■ **WHAT IS REQUIRED**
Transfer the material from the line with "door with a bounding region." to the line with "[96,72,393,247]", both ends included, and leave out everything else. Keep each request line unchanged, and add -45 to every bounding box coordinate in the answers.

|---|

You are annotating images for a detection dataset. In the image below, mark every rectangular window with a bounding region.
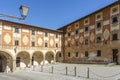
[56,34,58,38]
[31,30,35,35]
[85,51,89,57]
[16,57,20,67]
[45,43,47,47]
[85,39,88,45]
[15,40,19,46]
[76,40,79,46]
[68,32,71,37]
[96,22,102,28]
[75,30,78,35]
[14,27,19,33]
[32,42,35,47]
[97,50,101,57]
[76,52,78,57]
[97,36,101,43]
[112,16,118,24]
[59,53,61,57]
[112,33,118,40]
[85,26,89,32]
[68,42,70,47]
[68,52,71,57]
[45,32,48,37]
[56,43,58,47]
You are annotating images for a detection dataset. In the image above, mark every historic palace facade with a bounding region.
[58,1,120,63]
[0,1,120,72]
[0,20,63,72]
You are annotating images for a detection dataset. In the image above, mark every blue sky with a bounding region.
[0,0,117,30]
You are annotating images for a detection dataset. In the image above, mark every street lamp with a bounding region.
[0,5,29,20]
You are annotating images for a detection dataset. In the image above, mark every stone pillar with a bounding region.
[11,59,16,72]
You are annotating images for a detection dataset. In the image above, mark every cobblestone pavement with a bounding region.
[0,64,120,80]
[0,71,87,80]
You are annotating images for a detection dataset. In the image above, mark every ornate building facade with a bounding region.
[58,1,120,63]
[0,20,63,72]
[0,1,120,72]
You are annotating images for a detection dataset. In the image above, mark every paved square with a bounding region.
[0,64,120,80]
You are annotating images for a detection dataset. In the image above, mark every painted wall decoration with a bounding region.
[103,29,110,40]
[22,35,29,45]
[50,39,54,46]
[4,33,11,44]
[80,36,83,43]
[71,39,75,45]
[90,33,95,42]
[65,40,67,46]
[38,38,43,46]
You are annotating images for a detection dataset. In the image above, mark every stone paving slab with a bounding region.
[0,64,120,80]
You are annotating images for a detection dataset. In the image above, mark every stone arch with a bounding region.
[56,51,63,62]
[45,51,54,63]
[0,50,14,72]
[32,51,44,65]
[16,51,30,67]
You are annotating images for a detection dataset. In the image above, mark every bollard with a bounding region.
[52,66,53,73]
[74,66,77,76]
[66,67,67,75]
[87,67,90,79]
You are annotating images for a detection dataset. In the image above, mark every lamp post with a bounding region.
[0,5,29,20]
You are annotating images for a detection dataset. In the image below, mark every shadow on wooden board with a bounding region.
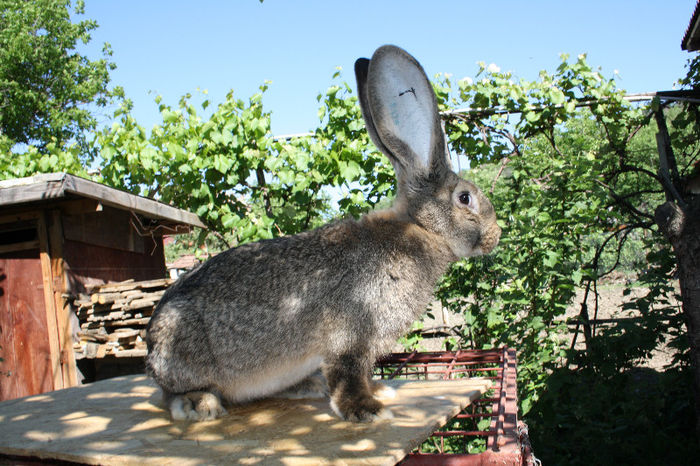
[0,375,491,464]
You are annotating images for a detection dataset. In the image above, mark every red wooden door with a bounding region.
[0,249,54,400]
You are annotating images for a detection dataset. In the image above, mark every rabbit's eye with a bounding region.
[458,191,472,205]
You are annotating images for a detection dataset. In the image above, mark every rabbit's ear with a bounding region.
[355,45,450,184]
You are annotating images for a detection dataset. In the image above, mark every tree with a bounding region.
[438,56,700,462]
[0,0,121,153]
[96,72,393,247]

|---|

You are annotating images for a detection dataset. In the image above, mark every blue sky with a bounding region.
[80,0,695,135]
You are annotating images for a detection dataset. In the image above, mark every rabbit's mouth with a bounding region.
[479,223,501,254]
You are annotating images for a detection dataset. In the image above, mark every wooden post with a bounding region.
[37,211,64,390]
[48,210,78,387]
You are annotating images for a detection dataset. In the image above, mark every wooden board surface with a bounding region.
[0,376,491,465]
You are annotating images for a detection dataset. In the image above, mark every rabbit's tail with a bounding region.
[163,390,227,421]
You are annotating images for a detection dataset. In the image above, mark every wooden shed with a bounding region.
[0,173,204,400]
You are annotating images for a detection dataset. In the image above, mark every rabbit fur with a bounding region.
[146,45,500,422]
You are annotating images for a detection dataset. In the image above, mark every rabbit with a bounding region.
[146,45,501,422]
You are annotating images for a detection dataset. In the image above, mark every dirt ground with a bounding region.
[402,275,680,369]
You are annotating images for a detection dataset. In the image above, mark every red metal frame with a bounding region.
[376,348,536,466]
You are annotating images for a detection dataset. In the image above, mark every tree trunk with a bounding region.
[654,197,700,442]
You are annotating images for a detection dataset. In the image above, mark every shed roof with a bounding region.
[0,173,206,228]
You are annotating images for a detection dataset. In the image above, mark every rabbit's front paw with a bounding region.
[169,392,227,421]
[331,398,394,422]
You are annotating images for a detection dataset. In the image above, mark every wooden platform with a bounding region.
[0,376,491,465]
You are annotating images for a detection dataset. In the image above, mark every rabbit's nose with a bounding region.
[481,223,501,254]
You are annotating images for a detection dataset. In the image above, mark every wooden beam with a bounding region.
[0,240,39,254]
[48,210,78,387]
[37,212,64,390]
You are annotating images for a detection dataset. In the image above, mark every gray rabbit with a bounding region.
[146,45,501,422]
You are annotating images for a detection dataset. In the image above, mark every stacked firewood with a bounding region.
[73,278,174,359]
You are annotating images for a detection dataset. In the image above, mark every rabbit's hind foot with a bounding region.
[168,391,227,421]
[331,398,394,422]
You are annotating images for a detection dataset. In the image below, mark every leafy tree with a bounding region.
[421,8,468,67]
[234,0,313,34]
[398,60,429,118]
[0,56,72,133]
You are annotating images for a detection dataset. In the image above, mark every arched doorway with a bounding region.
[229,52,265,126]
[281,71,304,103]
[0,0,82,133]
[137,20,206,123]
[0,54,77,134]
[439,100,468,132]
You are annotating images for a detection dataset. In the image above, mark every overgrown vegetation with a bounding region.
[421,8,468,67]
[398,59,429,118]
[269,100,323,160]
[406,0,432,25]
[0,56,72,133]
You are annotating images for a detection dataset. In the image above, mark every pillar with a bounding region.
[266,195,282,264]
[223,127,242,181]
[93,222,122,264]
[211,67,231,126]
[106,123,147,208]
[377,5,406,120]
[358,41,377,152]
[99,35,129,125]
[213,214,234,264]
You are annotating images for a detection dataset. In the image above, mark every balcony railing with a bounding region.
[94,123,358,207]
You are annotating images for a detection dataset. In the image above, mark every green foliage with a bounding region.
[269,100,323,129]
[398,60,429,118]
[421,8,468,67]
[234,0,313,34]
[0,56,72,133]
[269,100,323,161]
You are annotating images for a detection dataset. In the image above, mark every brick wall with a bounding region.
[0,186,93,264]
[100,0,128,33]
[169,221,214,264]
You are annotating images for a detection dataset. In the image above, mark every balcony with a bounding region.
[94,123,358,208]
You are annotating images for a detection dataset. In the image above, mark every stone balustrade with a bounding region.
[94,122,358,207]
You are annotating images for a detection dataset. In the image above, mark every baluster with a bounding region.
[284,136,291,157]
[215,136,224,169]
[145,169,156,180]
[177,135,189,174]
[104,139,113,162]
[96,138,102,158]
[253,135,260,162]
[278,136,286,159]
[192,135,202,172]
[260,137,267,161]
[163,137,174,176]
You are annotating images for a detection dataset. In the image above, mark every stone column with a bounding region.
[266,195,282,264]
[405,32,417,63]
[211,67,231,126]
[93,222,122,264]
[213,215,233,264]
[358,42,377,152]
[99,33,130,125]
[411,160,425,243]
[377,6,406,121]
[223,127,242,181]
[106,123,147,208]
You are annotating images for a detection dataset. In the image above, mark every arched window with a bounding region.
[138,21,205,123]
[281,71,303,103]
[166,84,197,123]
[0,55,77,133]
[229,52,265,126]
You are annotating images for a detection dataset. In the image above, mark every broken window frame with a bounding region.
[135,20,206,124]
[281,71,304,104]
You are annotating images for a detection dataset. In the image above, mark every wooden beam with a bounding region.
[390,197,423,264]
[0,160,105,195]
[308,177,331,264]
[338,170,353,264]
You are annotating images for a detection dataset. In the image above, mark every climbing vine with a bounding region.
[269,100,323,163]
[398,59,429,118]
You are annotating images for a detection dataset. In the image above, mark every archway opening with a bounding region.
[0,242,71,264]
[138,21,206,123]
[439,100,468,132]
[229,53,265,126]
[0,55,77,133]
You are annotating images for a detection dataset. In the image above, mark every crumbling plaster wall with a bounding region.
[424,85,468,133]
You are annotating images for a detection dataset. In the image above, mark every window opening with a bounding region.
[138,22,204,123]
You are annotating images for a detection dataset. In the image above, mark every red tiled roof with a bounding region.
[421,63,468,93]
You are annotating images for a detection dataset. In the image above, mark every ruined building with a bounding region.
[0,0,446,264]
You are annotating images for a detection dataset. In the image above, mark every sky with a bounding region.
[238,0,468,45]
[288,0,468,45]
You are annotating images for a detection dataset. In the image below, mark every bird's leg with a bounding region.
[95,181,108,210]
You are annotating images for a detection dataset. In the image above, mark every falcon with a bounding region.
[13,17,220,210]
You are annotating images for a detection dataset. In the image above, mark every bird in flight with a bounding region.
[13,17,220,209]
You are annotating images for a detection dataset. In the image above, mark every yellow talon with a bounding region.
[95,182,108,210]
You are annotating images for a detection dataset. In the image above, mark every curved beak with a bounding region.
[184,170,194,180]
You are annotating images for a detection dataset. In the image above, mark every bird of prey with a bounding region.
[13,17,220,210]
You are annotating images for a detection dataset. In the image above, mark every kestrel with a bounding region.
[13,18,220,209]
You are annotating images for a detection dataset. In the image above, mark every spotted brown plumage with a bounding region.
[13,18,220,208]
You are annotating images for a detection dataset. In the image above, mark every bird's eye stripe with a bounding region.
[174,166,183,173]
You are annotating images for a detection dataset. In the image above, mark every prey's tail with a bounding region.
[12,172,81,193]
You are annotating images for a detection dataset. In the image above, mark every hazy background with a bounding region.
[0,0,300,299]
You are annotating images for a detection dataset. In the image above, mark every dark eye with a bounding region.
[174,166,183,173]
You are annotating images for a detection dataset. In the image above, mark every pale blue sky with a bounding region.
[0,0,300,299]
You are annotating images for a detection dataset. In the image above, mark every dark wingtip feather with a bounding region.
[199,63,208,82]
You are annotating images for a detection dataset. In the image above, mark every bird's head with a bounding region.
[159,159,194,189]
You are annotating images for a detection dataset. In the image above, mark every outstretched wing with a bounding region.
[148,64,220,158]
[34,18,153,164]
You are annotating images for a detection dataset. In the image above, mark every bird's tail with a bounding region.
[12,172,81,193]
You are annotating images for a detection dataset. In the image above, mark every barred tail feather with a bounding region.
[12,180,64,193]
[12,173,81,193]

|---|

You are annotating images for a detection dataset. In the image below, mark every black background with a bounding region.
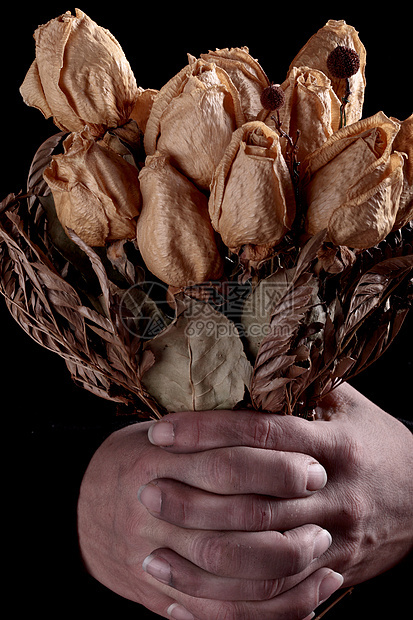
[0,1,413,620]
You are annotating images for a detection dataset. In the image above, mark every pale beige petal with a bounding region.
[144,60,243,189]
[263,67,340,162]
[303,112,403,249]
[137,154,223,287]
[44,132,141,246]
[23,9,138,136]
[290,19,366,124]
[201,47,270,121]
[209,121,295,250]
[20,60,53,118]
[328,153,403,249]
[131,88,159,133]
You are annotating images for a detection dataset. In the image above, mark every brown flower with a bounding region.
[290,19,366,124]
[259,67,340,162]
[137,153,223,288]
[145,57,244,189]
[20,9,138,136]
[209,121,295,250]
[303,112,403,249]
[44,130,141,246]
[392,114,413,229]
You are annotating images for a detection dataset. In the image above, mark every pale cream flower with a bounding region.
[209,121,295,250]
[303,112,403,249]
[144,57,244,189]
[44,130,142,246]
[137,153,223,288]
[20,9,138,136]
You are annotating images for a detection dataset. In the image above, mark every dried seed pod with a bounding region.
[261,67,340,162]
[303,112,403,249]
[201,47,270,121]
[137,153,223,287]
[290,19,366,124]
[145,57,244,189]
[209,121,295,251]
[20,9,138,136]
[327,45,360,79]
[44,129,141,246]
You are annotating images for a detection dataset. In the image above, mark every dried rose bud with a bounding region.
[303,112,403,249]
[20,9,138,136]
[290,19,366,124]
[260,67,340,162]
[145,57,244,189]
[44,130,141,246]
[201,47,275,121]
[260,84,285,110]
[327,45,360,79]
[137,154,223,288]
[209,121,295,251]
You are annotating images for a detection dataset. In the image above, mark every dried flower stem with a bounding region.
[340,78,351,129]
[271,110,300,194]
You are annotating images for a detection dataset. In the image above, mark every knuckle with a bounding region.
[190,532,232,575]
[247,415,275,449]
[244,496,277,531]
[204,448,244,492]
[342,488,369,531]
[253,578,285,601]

|---|

■ **RESPONSE TO THIS TASK**
You are annotating images for a detection dataset. In the image above, mark every red wooden door with a bounding region.
[-45,204,9,355]
You are annotating images for a detection dataset. In the image above, mark every rabbit's eye with a bounding region.
[413,146,427,160]
You are annotating images for a detection dataset. In the image above, mark every rabbit's ear with a bounding region.
[310,0,405,139]
You are annotating images for a detection dataset. In the image above, mark every tree with a bounding region.
[393,11,655,417]
[-45,-45,76,108]
[51,27,348,202]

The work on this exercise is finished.